→ **Exercices**:
**1.** D'après l'extrait, sur quelle biographie le réalisateur s'est-il appuyé ?
**2.** Recopiez le passage de l'extrait qui commence à « Que raconte exactement » et se termine à « minutes qui viennent. », en remplaçant « film » par « long-métrage ».
**3.** Traduisez en anglais, s'il vous plaît, cette phrase de l'extrait : « Ce film nous raconte la vie de Srinivasa Ramanujan, le genre de génie que l’on ne retrouve que dans l’histoire des mathématiques. »

→ **Extrait**:
────────────────

Je vais tenter de décrypter les aspects mathématiques des films et séries qui ont tenté d’aborder le sujet. Les maths que l’on y trouve sont-elles réalistes, ou bien complètement à côté de la plaque ?

Commençons aujourd’hui avec un bon élève, “l’homme qui défiait l’infini”, film de 2016 réalisé par Matt Brown, avec Jeremy Irons et Dev Patel. Ce film nous raconte la vie de Srinivasa Ramanujan, le genre de génie que l’on ne retrouve que dans l’histoire des mathématiques. Le réalisateur s’est appuyé sur “The man who knew infinity”, une biographie de Ramanujan écrite par Robert Kanigel. À noter que dans les co-producteurs et consultants du film, on retrouve quelques mathématiciens, et pas des moindres. Il y a par exemple Ken Ono, spécialiste des travaux de Ramanujan, ou Manjul Bhargava, médaillé Fields en 2014. 

Que raconte exactement ce film ? Je risque de spoiler un peu, mais bon, ça reste le biopic d’un mathématicien ayant vécu pendant la première guerre mondiale, on sait tous qu’il meurt à la fin. Si vous avez vu le film, tant mieux, parce qu’il est sympa, et si vous ne l’avez pas vu, il y aura des tas de choses à y découvrir dont je ne parlerai pas dans les minutes qui viennent.

────────────────

→ **Documents fournis**:
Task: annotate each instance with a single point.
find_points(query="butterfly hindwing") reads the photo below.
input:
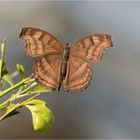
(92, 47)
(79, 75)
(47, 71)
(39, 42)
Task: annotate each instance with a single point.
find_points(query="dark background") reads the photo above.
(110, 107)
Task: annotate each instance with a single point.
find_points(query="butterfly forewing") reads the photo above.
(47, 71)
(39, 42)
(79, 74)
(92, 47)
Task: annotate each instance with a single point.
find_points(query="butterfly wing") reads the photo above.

────────────────

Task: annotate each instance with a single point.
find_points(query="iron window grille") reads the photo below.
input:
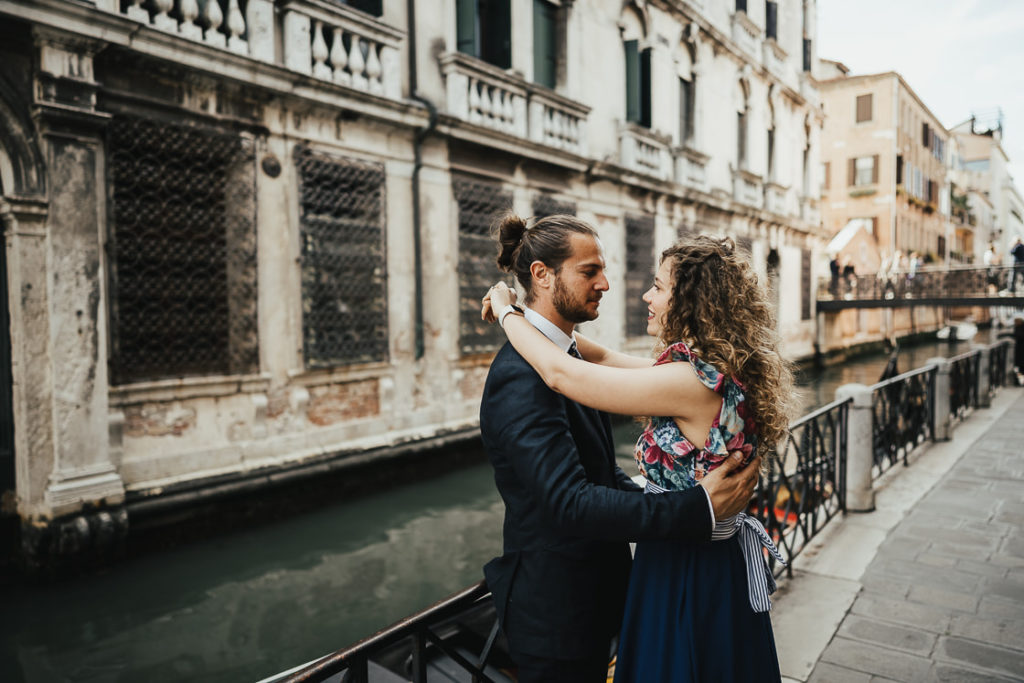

────────────────

→ **Corrigé**:
**1.** Sur « The man who knew infinity », une biographie de Ramanujan écrite par Robert Kanigel.

**2.**
Que raconte exactement ce long-métrage ? Je risque de spoiler un peu, mais bon, ça reste le biopic d’un mathématicien ayant vécu pendant la première guerre mondiale, on sait tous qu’il meurt à la fin. Si vous avez vu le long-métrage, tant mieux, parce qu’il est sympa, et si vous ne l’avez pas vu, il y aura des tas de choses à y découvrir dont je ne parlerai pas dans les minutes qui viennent.

**3.** This film tells us the life of Srinivasa Ramanujan, the kind of genius found only in the history of mathematics.